[Task item]
Repeat verbatim each line from the line with "Indicate the brown" to the end of the entries. Pictures do not belong in the copy.
┌────────
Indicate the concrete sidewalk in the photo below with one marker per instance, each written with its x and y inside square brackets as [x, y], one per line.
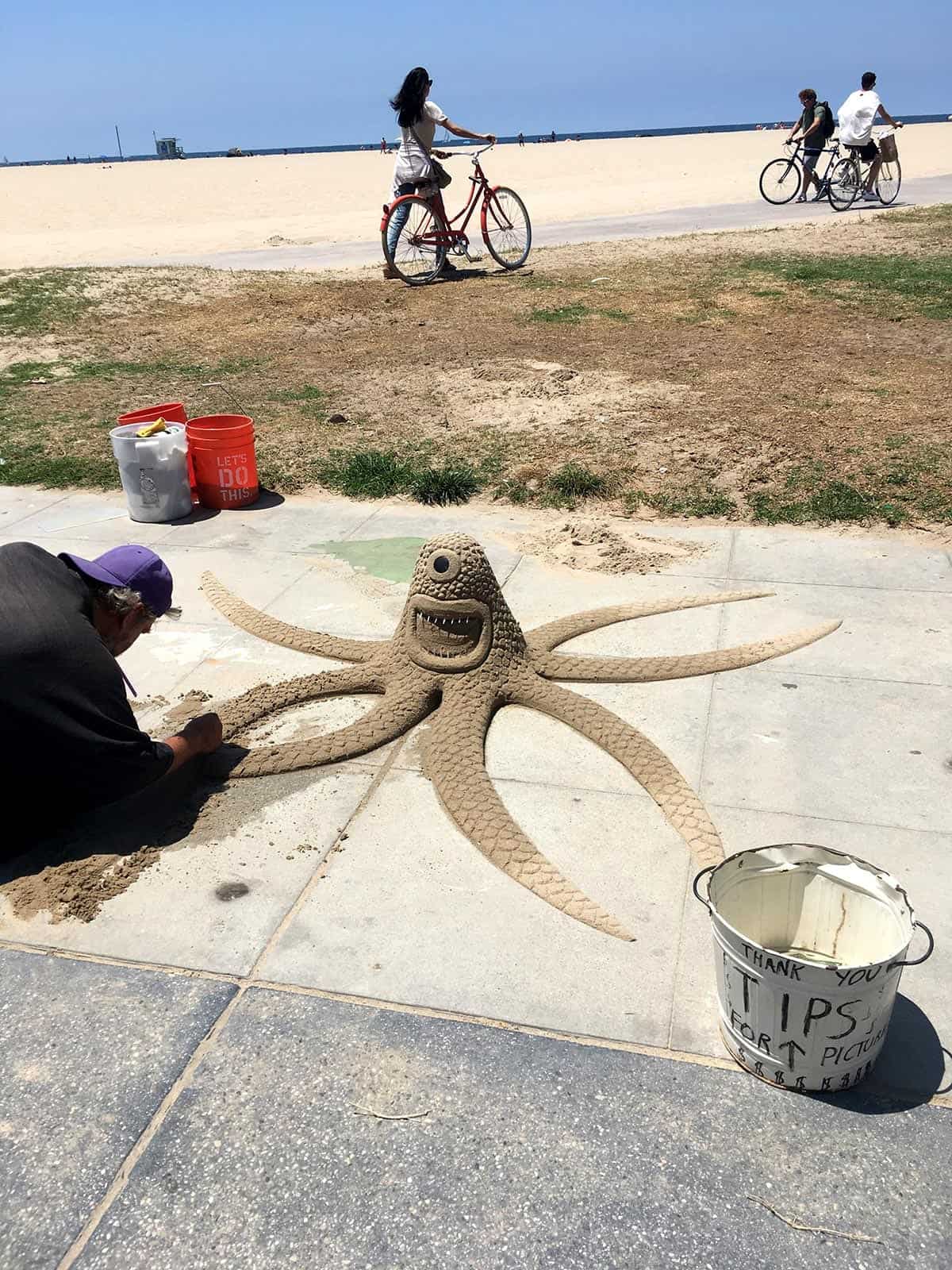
[328, 937]
[719, 217]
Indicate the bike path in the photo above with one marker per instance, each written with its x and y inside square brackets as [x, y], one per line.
[917, 192]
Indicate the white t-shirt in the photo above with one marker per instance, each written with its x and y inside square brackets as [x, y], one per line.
[412, 162]
[856, 117]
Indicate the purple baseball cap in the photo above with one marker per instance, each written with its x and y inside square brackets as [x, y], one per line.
[132, 567]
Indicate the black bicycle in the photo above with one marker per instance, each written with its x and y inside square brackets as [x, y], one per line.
[850, 175]
[782, 179]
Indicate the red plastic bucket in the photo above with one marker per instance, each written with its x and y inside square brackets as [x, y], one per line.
[173, 412]
[222, 448]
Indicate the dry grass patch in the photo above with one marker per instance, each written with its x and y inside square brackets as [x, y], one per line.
[793, 375]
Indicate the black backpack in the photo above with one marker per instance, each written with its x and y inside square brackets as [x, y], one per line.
[829, 125]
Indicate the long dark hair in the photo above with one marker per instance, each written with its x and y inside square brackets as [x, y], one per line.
[413, 93]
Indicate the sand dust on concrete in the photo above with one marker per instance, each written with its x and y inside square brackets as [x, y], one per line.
[63, 878]
[596, 545]
[188, 705]
[76, 888]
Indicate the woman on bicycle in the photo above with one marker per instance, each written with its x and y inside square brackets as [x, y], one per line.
[413, 173]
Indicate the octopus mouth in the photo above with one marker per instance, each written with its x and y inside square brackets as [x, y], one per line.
[448, 634]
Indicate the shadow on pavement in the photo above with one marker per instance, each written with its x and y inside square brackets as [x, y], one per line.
[912, 1068]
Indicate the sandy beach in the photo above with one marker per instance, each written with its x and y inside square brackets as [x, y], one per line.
[139, 213]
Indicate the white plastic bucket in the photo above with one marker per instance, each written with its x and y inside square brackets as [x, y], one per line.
[154, 471]
[809, 950]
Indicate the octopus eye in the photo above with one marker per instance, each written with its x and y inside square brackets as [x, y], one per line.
[443, 565]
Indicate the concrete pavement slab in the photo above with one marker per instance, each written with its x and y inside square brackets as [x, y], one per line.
[923, 865]
[431, 522]
[410, 911]
[79, 511]
[532, 1153]
[241, 662]
[259, 582]
[290, 525]
[900, 635]
[88, 1054]
[213, 897]
[841, 749]
[19, 502]
[831, 559]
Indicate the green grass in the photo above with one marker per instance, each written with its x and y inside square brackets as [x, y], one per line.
[367, 473]
[452, 483]
[696, 501]
[31, 465]
[923, 285]
[571, 482]
[37, 302]
[912, 480]
[384, 473]
[835, 501]
[571, 315]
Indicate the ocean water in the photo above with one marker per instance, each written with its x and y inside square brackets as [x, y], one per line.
[531, 139]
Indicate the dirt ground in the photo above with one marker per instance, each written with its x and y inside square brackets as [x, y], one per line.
[683, 372]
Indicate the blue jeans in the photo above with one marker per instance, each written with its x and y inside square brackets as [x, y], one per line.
[399, 219]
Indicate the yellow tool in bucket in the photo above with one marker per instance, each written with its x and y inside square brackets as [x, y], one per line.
[152, 429]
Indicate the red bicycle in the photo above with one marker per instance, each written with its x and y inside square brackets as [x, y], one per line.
[418, 235]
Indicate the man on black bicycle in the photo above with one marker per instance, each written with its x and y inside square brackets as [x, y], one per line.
[856, 120]
[812, 126]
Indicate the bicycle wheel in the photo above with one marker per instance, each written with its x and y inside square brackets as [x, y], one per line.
[844, 184]
[781, 181]
[505, 228]
[889, 181]
[419, 237]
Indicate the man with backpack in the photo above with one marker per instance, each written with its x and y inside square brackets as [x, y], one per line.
[816, 126]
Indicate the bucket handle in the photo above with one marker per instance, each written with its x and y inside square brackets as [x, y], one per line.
[697, 893]
[926, 956]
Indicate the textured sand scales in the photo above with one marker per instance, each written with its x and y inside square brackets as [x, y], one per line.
[459, 656]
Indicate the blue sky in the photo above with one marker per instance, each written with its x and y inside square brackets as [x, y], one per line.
[295, 74]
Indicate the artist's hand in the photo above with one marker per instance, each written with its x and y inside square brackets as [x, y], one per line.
[203, 734]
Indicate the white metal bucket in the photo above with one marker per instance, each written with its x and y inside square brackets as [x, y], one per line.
[809, 950]
[154, 471]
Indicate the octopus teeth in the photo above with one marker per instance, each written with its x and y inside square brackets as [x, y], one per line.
[517, 670]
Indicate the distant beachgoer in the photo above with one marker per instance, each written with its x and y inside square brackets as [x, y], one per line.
[810, 126]
[856, 121]
[413, 171]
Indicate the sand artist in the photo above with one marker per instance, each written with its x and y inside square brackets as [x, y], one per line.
[69, 740]
[459, 656]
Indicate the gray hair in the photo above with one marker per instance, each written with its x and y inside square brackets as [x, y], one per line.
[120, 600]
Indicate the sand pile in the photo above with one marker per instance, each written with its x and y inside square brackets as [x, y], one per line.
[600, 546]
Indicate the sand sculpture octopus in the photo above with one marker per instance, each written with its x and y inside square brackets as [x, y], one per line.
[459, 656]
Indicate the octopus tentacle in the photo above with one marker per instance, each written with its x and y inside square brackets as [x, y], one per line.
[391, 718]
[651, 768]
[276, 632]
[647, 670]
[456, 764]
[543, 639]
[267, 698]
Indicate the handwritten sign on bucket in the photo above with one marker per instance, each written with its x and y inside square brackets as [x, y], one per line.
[809, 950]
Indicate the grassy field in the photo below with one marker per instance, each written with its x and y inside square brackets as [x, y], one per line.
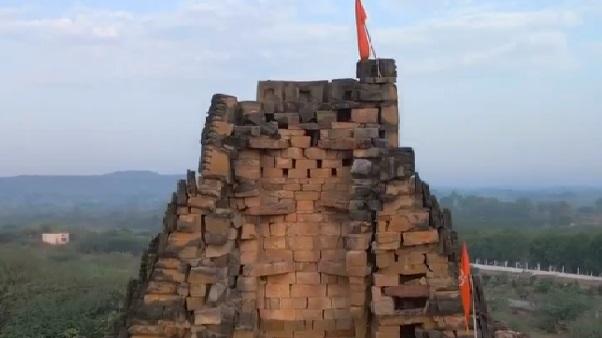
[545, 309]
[59, 292]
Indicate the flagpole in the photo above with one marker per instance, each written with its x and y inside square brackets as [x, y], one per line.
[474, 311]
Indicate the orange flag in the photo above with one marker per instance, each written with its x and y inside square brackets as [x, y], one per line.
[363, 43]
[465, 283]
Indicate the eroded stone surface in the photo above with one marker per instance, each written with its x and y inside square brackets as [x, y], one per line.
[306, 220]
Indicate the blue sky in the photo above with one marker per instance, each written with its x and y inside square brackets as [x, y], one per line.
[492, 92]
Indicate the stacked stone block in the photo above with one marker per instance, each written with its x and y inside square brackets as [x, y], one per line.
[306, 220]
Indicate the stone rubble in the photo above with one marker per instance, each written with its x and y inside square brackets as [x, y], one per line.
[306, 220]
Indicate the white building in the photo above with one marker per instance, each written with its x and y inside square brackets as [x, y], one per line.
[56, 239]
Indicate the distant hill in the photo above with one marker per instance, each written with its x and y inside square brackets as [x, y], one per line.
[127, 198]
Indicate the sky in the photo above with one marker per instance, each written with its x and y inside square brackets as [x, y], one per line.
[492, 92]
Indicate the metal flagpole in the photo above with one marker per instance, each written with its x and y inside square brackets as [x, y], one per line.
[474, 312]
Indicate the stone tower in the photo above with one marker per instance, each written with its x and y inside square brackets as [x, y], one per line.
[306, 220]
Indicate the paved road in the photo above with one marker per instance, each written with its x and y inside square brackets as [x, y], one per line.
[560, 275]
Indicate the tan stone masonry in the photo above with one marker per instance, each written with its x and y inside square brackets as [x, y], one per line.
[306, 220]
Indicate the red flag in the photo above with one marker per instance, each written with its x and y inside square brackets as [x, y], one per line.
[363, 42]
[465, 281]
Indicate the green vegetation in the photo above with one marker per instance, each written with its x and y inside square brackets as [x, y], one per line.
[472, 211]
[544, 308]
[60, 291]
[579, 247]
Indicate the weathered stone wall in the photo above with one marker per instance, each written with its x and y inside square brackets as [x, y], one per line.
[307, 220]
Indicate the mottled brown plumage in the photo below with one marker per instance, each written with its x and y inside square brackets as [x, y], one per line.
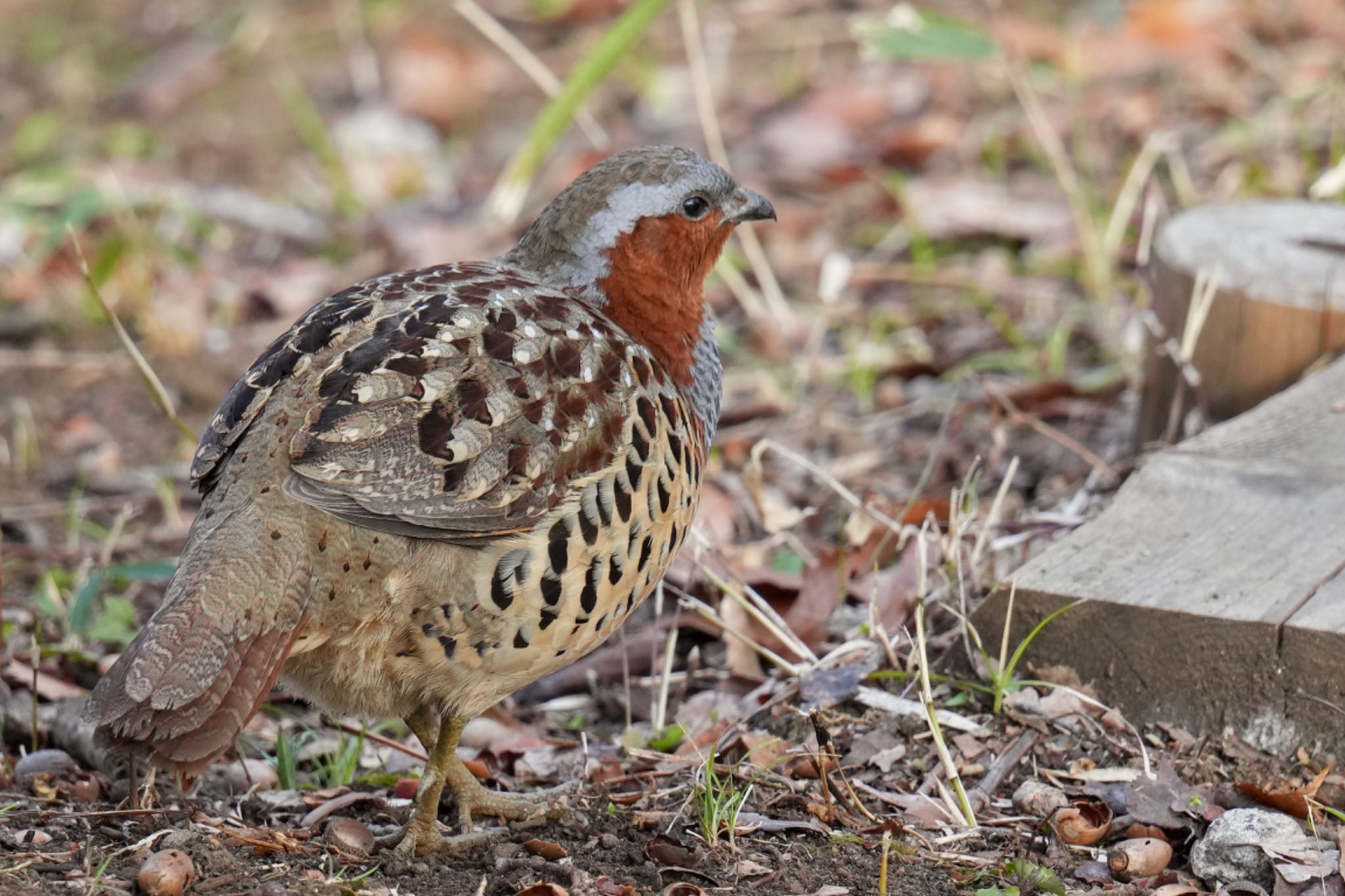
[444, 484]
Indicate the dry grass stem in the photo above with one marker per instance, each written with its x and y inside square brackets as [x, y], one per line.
[1090, 241]
[757, 606]
[993, 513]
[712, 616]
[661, 708]
[950, 767]
[1132, 188]
[530, 65]
[1064, 441]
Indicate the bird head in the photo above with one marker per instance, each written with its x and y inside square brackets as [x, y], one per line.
[635, 236]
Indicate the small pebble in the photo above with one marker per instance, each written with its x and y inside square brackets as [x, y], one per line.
[349, 834]
[165, 874]
[57, 763]
[182, 840]
[87, 790]
[242, 775]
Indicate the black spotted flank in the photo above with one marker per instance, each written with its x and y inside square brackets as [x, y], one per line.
[558, 547]
[639, 444]
[604, 501]
[568, 360]
[435, 427]
[454, 476]
[588, 526]
[676, 445]
[622, 496]
[550, 591]
[500, 593]
[645, 408]
[472, 400]
[588, 597]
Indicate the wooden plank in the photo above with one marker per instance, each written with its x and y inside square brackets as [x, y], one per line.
[1212, 582]
[1279, 267]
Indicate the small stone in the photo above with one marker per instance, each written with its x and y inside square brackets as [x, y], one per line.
[548, 849]
[55, 763]
[1039, 798]
[182, 840]
[1224, 856]
[349, 834]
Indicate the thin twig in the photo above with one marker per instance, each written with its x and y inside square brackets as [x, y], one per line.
[993, 515]
[531, 66]
[1066, 174]
[377, 738]
[147, 373]
[1064, 441]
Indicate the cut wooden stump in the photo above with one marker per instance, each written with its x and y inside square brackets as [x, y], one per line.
[1215, 584]
[1279, 305]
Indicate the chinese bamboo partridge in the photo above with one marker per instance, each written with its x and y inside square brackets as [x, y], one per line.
[444, 484]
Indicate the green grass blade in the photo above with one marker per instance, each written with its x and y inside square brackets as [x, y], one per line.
[1006, 673]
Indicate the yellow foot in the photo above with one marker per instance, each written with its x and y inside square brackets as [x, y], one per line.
[474, 800]
[418, 840]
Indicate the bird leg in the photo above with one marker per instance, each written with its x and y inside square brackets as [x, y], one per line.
[444, 767]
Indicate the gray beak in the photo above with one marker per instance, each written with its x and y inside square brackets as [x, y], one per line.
[748, 206]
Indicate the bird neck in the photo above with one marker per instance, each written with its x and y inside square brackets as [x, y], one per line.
[651, 282]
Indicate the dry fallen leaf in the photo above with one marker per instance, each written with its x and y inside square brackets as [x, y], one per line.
[1290, 800]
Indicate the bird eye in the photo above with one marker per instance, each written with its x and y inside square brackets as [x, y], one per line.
[694, 207]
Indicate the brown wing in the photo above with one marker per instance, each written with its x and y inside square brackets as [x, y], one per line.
[470, 413]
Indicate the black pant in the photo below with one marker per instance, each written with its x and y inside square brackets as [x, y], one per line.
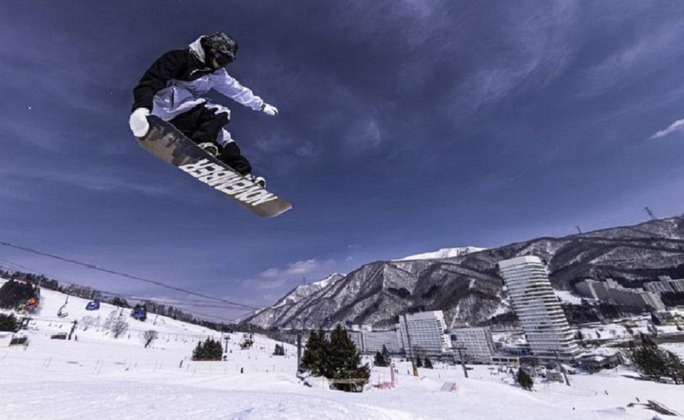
[202, 125]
└────────
[Result of this exercise]
Indicate the brown wing in the photo above with one marker per instance, each written with its x and y inside square brackets as [x, y], one per line.
[470, 413]
Indicate the black pant in the photo below with one marker per instance, each written with its x and y inside square brackets as [x, y], one per line.
[202, 125]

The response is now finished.